→ **DATA SHOWN**
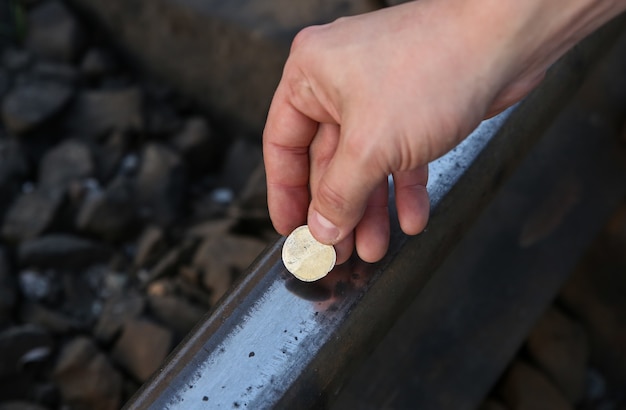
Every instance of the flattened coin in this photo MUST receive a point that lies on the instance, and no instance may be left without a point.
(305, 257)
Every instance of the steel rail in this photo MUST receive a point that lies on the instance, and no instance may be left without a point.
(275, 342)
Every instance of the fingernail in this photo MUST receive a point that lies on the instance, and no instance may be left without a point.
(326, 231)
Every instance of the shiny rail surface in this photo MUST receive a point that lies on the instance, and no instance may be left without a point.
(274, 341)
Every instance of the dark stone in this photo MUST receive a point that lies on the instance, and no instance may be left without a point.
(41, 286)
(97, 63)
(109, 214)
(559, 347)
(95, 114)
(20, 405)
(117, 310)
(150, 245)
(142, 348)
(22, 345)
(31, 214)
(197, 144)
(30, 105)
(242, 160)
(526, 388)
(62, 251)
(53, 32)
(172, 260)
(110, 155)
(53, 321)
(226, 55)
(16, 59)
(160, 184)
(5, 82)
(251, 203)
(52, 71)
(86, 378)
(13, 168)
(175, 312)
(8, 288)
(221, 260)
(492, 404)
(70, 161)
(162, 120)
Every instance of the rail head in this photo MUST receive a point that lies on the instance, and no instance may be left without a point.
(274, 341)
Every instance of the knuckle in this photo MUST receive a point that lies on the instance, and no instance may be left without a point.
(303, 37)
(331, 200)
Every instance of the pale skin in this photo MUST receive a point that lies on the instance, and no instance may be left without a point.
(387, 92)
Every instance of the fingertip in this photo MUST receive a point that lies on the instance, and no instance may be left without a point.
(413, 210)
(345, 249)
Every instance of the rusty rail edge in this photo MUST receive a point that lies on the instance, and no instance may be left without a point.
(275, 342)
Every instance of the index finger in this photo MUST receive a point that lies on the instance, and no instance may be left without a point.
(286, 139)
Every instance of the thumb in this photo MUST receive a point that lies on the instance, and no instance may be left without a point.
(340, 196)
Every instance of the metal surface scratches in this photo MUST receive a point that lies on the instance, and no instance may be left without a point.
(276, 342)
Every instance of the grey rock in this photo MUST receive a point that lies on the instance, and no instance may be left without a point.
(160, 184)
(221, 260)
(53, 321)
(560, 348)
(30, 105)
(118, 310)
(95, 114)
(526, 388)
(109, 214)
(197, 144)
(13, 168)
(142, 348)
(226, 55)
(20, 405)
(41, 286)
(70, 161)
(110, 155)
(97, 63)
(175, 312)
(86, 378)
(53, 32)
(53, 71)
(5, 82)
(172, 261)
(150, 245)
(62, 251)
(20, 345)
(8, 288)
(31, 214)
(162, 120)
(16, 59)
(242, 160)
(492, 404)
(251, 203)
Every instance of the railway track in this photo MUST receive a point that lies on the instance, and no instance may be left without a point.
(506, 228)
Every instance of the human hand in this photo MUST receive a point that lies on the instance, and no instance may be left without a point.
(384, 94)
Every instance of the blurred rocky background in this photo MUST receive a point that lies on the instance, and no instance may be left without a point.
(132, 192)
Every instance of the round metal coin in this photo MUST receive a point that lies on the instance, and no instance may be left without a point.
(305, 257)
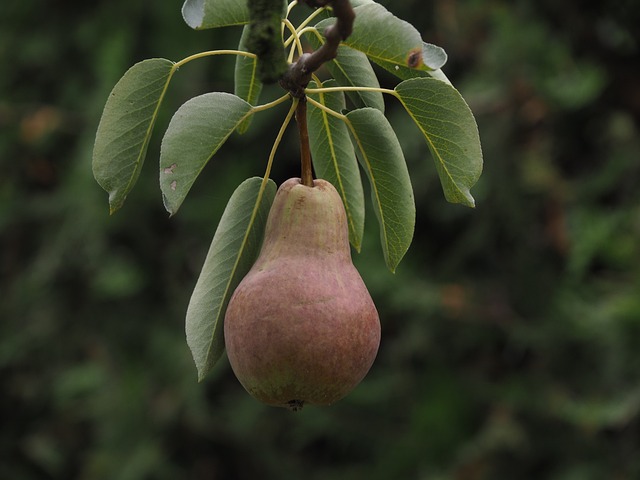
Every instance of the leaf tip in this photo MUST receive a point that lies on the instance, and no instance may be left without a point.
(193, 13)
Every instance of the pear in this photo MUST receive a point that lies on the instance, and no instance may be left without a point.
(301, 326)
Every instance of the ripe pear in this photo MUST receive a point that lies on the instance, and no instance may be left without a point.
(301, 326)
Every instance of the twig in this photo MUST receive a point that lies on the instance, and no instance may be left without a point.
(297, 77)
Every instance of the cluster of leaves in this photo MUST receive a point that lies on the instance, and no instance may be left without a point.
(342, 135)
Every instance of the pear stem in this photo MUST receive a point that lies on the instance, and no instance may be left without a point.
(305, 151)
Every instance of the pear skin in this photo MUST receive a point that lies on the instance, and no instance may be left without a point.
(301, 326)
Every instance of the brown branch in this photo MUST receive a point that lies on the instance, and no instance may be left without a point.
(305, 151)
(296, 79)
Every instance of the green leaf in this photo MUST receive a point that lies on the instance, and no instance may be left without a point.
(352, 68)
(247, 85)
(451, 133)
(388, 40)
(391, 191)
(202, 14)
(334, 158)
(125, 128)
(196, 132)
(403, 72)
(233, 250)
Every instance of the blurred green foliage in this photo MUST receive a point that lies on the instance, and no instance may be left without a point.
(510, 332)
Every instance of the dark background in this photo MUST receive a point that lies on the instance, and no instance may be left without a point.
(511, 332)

→ **PROBLEM REQUIREMENTS**
The material above is to be transcribed exactly, with all pictures omitted.

→ **ANSWER SECTION**
Every instance of the flattened coin in this photo MUST receive a point that lies on the instance, and no instance may be left without a point.
(305, 257)
Every instance of the steel rail in this photo MUST receive a point that lies on the instance, and no instance may be left without a point.
(275, 342)
Every instance of the fingernail in this photo MUST receive a point that lies on the instance, and no instance may be left without a point.
(326, 231)
Every instance of the shiny rail surface in this photo MUST receive a point that lies on the instance, and no instance may be left without a point.
(274, 341)
Every instance of the dark stone in this photo MUST receive a point that lies on the instance, and no instance may be left without a point.
(41, 286)
(97, 63)
(109, 214)
(559, 347)
(95, 114)
(20, 405)
(117, 310)
(150, 245)
(142, 348)
(22, 345)
(31, 214)
(197, 144)
(30, 105)
(242, 160)
(526, 388)
(62, 251)
(53, 32)
(172, 260)
(110, 155)
(53, 321)
(226, 55)
(16, 59)
(160, 184)
(5, 82)
(251, 203)
(52, 71)
(86, 378)
(13, 168)
(175, 312)
(8, 288)
(221, 260)
(492, 404)
(70, 161)
(162, 120)
Every instance of the rail head in this photo MUST receive a point that lies on the instance, and no instance may be left without a point.
(274, 341)
Every instance of the knuckle in this photo MUST receive a point that lies on the instance, and no instance may be left without a point.
(303, 37)
(331, 200)
Every instance of the pale skin in this photo MUST receive a point that lies on the instance, and no instance may be left without a point.
(387, 92)
Every instance of the fingertip in this photo MUST receive a point that lies on the instance, and no instance may be left without a point.
(413, 210)
(345, 249)
Every instance of the rusty rail edge in this photo MUST receive a point that lies on the instance, and no instance may be left without a point.
(275, 342)
Every instance of the index finger in this photo MUST receive a point that lies on the instance, and no instance may be left without a point.
(286, 139)
Every instance of the thumb in this photo MUST receive a point that lies on the instance, and no instance may be left without a point.
(340, 196)
Every instance of the metal surface scratches in this photo MUST receive a point that lies on the instance, and no instance may be left without a point.
(276, 342)
Every instance of the grey rock in this photo MUST receive a point that lies on the instance, and no instance may be left without a point.
(160, 184)
(221, 260)
(53, 321)
(560, 348)
(30, 105)
(118, 310)
(95, 114)
(526, 388)
(109, 214)
(197, 144)
(13, 168)
(142, 348)
(226, 55)
(20, 405)
(41, 286)
(70, 161)
(110, 155)
(97, 63)
(175, 312)
(86, 378)
(53, 32)
(53, 71)
(5, 82)
(172, 261)
(150, 245)
(62, 251)
(20, 345)
(8, 288)
(31, 214)
(162, 120)
(16, 59)
(242, 160)
(492, 404)
(251, 203)
Every instance of the railway track in this photo MUST receive a point that lies on the instance, and no instance may be left without a point.
(506, 228)
Every instance of the human hand in this photo MUST receive a point that lies on the instance, and no instance may be left without a point.
(384, 94)
Every instance of the blurred rocky background in this photo MUST receive a point that lies on the instance, and no instance may be left without a point.
(132, 192)
Every instance of the round metal coin in this photo MUST receive a point that lies on the instance, and no instance may be left without a point.
(305, 257)
Every instance of the leaf tip in this photo MUST receive a point that lies on the instance, and no instance may be left without a point.
(193, 13)
Every instance of the pear in this photo MUST receive a point that lies on the instance, and no instance may be left without a point.
(301, 326)
Every instance of the ripe pear in this photo MUST receive a point that lies on the instance, and no instance may be left without a point.
(301, 326)
Every instance of the twig in this photo MUST receive a point that lies on the instance, and no instance may be left without a point.
(297, 77)
Every instance of the cluster of leaves in this photo MUST receive a point that lies on the instance, and no instance may be left without a point.
(342, 135)
Every instance of the pear stem in this photo MUST receive a point that lies on the instance, and no instance may be left without a point.
(305, 151)
Every instance of the pear skin in this photo MUST receive a point that lies on the instance, and no instance may be left without a point.
(301, 326)
Every instance of the brown branch in this photo MUST receive a point that lies on the instance, and no instance may be left without a point.
(305, 151)
(296, 79)
Every instance of the green leaf in this photo MUST receive a point that lies on the instance, and no instance may be left without a point.
(352, 68)
(247, 85)
(451, 133)
(388, 40)
(391, 191)
(202, 14)
(334, 158)
(125, 128)
(196, 132)
(403, 72)
(233, 250)
Every instance of the blurred green foliage in this photo MUST receive a point that lies on the instance, and no instance may be left without a point.
(510, 332)
Every instance of the dark background in this photo MUST receive a point that lies on the instance, and no instance may be left without a point.
(511, 332)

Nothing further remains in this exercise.